Passage provided:
· · · · ·

After working in construction for years, St. Bruno Bread Company owner Steven Gottfried decided to pursue his true passion: bread. His artisan loaves are now sold throughout Baton Rouge. Photos by Collin Richie

Courtesy of rustic loaves, St. Bruno Bread Company is taking baking back to the basics

Great bread is baking in Baton Rouge. On a little side street off Staring Lane, big things are happening. It all started nine years ago in California when Steven Gottfried traded in his hard hat and construction boots for chef’s clogs and a baker’s apron.

After immersing in baking workshops at San Francisco Baking Institute in San Bruno, California, the Covington native moved back to Louisiana with the sourdough starter he cultivated. Now, that starter has naturally leavened countless loaves of literal artisan bread. These loaves are edible art, each one “signed” by the artist himself with the baker’s razor-sharp blade that scores the tops of each loaf before its bake in the oven.

· · · · ·

Directions:
1. Translate this sentence from the article about St. Bruno Bread Company into Spanish: "Great bread is baking in Baton Rouge."
2. List every article of clothing or wear named in the article about St. Bruno Bread Company.

· · · · ·

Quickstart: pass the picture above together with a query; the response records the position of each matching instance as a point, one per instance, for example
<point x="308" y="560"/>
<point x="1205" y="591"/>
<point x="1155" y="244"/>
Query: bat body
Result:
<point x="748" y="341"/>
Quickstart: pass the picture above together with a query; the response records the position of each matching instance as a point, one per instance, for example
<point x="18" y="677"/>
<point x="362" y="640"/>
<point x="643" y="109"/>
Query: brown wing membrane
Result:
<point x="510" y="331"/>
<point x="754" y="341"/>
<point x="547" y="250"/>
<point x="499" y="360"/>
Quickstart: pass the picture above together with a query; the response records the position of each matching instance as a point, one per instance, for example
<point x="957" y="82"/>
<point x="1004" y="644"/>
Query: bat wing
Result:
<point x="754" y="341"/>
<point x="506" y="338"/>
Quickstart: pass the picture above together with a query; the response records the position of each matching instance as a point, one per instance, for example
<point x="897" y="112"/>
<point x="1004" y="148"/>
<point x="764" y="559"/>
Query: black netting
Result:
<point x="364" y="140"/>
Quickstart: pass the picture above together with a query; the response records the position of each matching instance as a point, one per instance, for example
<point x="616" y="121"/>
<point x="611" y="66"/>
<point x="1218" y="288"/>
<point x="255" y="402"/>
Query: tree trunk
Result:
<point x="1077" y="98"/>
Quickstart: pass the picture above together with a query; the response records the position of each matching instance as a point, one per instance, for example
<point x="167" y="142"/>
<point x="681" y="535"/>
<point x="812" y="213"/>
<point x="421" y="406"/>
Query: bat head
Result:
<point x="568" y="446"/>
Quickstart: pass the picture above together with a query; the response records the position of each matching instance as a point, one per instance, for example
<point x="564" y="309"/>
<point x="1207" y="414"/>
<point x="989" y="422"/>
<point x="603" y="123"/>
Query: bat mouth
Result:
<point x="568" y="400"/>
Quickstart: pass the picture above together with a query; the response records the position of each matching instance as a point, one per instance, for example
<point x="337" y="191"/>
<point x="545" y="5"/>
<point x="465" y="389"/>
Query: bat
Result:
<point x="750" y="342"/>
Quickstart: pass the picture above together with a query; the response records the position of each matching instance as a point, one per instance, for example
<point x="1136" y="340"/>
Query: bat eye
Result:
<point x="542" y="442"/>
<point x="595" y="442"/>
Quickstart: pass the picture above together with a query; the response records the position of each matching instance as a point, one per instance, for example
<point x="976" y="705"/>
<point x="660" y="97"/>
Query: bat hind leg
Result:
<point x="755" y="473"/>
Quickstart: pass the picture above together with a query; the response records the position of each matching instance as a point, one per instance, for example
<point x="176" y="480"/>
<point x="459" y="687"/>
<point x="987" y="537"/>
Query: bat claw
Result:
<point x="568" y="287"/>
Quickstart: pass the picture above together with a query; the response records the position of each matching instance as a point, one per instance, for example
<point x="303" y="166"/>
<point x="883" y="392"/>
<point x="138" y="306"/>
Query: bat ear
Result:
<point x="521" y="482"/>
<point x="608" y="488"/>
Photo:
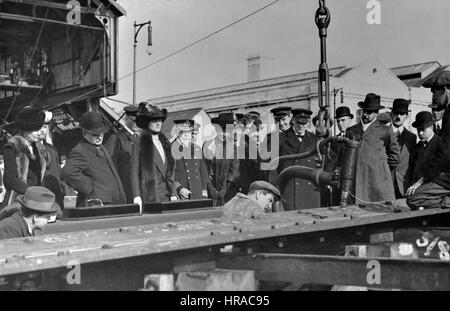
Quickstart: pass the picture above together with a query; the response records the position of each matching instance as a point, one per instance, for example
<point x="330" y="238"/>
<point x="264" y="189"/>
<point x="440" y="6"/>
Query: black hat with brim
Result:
<point x="371" y="103"/>
<point x="30" y="119"/>
<point x="424" y="119"/>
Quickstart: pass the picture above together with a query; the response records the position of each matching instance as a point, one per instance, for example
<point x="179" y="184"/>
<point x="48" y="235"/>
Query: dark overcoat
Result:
<point x="299" y="193"/>
<point x="378" y="153"/>
<point x="13" y="227"/>
<point x="407" y="142"/>
<point x="223" y="169"/>
<point x="52" y="177"/>
<point x="420" y="159"/>
<point x="120" y="147"/>
<point x="191" y="173"/>
<point x="152" y="178"/>
<point x="90" y="170"/>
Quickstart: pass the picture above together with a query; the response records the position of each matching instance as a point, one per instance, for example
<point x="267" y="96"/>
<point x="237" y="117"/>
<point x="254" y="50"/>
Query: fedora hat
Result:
<point x="39" y="199"/>
<point x="343" y="111"/>
<point x="30" y="119"/>
<point x="147" y="112"/>
<point x="424" y="119"/>
<point x="223" y="118"/>
<point x="400" y="105"/>
<point x="371" y="102"/>
<point x="94" y="122"/>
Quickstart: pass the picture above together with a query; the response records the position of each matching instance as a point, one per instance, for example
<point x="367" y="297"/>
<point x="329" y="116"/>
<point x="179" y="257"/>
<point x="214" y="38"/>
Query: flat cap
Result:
<point x="280" y="112"/>
<point x="264" y="185"/>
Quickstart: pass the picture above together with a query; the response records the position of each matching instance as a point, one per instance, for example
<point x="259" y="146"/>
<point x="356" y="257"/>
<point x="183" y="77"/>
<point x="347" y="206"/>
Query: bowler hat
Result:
<point x="371" y="102"/>
<point x="94" y="122"/>
<point x="423" y="120"/>
<point x="30" y="119"/>
<point x="264" y="185"/>
<point x="343" y="111"/>
<point x="147" y="112"/>
<point x="223" y="118"/>
<point x="39" y="199"/>
<point x="400" y="105"/>
<point x="131" y="110"/>
<point x="186" y="125"/>
<point x="280" y="112"/>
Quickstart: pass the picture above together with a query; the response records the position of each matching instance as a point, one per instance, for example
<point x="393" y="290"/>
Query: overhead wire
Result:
<point x="173" y="53"/>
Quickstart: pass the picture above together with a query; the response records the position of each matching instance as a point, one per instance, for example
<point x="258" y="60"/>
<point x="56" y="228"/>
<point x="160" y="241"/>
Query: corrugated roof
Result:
<point x="413" y="69"/>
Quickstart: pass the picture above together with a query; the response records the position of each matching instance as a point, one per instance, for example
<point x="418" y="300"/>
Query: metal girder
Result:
<point x="337" y="270"/>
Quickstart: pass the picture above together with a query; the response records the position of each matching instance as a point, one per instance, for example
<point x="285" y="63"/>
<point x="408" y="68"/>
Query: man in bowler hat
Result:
<point x="299" y="193"/>
<point x="37" y="209"/>
<point x="406" y="140"/>
<point x="120" y="145"/>
<point x="424" y="151"/>
<point x="89" y="168"/>
<point x="378" y="153"/>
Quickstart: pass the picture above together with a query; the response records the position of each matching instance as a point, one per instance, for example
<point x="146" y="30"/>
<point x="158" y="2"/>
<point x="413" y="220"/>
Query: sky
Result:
<point x="284" y="35"/>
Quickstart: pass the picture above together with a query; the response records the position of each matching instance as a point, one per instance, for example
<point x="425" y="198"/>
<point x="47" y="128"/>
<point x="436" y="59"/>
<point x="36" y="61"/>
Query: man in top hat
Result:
<point x="424" y="151"/>
<point x="299" y="193"/>
<point x="283" y="118"/>
<point x="385" y="119"/>
<point x="89" y="168"/>
<point x="439" y="83"/>
<point x="407" y="142"/>
<point x="152" y="163"/>
<point x="191" y="174"/>
<point x="378" y="153"/>
<point x="37" y="208"/>
<point x="259" y="200"/>
<point x="222" y="161"/>
<point x="438" y="112"/>
<point x="120" y="144"/>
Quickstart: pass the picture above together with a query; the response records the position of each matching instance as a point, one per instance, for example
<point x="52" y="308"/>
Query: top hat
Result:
<point x="30" y="119"/>
<point x="280" y="112"/>
<point x="264" y="185"/>
<point x="343" y="111"/>
<point x="94" y="122"/>
<point x="131" y="110"/>
<point x="301" y="115"/>
<point x="371" y="103"/>
<point x="39" y="199"/>
<point x="424" y="119"/>
<point x="223" y="118"/>
<point x="400" y="105"/>
<point x="147" y="112"/>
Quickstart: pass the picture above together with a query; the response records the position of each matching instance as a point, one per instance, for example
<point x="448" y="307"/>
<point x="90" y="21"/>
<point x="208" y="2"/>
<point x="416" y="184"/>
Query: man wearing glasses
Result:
<point x="378" y="154"/>
<point x="90" y="169"/>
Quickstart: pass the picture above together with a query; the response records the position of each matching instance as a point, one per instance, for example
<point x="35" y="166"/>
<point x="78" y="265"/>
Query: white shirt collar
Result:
<point x="30" y="231"/>
<point x="366" y="126"/>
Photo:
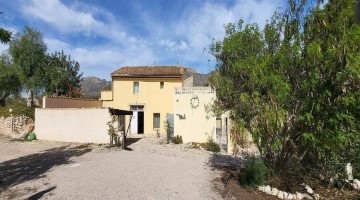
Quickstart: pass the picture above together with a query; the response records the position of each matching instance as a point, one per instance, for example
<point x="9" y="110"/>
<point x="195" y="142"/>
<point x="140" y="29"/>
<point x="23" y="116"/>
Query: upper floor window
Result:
<point x="161" y="85"/>
<point x="136" y="88"/>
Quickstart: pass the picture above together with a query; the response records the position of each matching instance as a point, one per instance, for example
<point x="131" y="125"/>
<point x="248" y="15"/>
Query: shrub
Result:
<point x="177" y="139"/>
<point x="255" y="173"/>
<point x="32" y="136"/>
<point x="211" y="145"/>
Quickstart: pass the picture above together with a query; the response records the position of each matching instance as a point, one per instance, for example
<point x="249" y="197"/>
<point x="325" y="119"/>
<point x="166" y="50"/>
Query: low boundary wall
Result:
<point x="84" y="125"/>
<point x="64" y="102"/>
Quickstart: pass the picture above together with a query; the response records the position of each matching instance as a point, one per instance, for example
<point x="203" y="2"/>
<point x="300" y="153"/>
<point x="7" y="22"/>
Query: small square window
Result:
<point x="136" y="88"/>
<point x="156" y="121"/>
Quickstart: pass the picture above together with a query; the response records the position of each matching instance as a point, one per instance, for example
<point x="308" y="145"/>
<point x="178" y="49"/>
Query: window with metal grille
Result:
<point x="156" y="121"/>
<point x="136" y="87"/>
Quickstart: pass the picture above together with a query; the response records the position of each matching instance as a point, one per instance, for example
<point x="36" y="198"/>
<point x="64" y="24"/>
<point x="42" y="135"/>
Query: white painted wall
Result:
<point x="197" y="125"/>
<point x="85" y="125"/>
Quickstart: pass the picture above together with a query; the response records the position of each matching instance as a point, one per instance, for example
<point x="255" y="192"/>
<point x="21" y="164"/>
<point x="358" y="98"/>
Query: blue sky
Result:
<point x="104" y="35"/>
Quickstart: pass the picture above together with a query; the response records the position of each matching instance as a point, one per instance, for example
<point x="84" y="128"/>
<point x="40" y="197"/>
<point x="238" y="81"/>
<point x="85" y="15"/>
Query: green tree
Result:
<point x="5" y="35"/>
<point x="9" y="80"/>
<point x="63" y="75"/>
<point x="295" y="85"/>
<point x="28" y="51"/>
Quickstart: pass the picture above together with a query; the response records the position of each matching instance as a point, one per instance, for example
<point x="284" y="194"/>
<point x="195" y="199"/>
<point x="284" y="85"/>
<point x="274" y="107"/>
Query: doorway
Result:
<point x="140" y="122"/>
<point x="137" y="122"/>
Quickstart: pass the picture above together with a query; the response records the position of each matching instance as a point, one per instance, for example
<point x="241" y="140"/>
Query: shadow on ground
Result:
<point x="130" y="141"/>
<point x="38" y="195"/>
<point x="34" y="166"/>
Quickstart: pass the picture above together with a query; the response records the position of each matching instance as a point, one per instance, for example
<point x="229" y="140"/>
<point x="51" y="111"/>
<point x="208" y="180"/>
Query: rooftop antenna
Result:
<point x="177" y="43"/>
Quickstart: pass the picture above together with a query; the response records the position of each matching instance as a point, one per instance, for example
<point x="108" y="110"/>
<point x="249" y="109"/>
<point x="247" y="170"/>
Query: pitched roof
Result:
<point x="150" y="71"/>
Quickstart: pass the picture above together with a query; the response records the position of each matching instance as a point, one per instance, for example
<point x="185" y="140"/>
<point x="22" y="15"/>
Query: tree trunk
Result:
<point x="2" y="102"/>
<point x="30" y="101"/>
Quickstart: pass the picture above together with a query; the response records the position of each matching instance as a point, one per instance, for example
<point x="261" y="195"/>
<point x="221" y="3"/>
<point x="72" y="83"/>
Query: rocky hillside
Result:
<point x="91" y="86"/>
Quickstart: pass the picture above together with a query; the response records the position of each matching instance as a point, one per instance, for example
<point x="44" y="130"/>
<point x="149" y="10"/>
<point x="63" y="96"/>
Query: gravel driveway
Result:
<point x="147" y="169"/>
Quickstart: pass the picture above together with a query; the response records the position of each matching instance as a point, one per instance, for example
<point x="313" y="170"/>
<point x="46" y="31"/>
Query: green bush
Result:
<point x="32" y="136"/>
<point x="177" y="139"/>
<point x="211" y="145"/>
<point x="255" y="173"/>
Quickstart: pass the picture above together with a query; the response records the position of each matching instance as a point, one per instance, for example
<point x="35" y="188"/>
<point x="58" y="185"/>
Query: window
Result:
<point x="136" y="87"/>
<point x="156" y="121"/>
<point x="161" y="85"/>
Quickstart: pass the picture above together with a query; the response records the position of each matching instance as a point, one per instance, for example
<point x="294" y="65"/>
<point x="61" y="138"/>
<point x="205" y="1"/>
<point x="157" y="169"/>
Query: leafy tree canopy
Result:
<point x="63" y="75"/>
<point x="9" y="80"/>
<point x="28" y="51"/>
<point x="295" y="85"/>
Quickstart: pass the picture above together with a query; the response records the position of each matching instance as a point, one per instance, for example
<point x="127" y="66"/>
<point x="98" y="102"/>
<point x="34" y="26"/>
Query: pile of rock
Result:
<point x="285" y="195"/>
<point x="14" y="124"/>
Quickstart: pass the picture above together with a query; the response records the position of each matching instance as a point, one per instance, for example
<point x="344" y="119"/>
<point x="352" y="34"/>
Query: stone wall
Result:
<point x="14" y="124"/>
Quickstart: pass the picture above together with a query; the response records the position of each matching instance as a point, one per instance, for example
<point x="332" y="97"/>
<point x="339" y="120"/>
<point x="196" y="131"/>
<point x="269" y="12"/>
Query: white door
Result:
<point x="134" y="123"/>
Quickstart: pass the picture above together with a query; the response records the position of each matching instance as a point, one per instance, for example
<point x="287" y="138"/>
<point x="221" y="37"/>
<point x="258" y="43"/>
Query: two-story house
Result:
<point x="146" y="90"/>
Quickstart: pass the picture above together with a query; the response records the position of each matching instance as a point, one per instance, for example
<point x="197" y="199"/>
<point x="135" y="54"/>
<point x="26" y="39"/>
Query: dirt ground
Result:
<point x="147" y="169"/>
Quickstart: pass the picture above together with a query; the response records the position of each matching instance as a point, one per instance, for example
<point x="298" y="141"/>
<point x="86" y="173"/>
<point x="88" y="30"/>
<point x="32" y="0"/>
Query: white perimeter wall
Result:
<point x="197" y="126"/>
<point x="83" y="125"/>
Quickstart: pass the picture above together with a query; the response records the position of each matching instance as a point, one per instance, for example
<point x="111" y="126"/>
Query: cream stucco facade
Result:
<point x="195" y="122"/>
<point x="154" y="95"/>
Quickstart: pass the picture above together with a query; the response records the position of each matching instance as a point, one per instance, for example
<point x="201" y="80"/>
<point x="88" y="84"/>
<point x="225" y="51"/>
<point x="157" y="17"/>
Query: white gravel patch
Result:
<point x="148" y="169"/>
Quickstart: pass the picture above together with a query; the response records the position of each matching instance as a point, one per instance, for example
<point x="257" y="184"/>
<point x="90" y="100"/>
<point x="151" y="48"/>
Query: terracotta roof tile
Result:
<point x="144" y="71"/>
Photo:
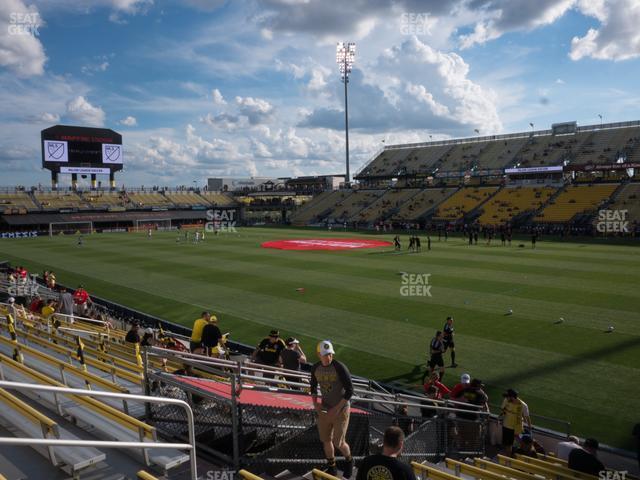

· · · · ·

Answer list:
1. En Baton Rouge se está horneando un pan excelente.

2.
- hard hat
- construction boots
- chef's clogs
- baker's apron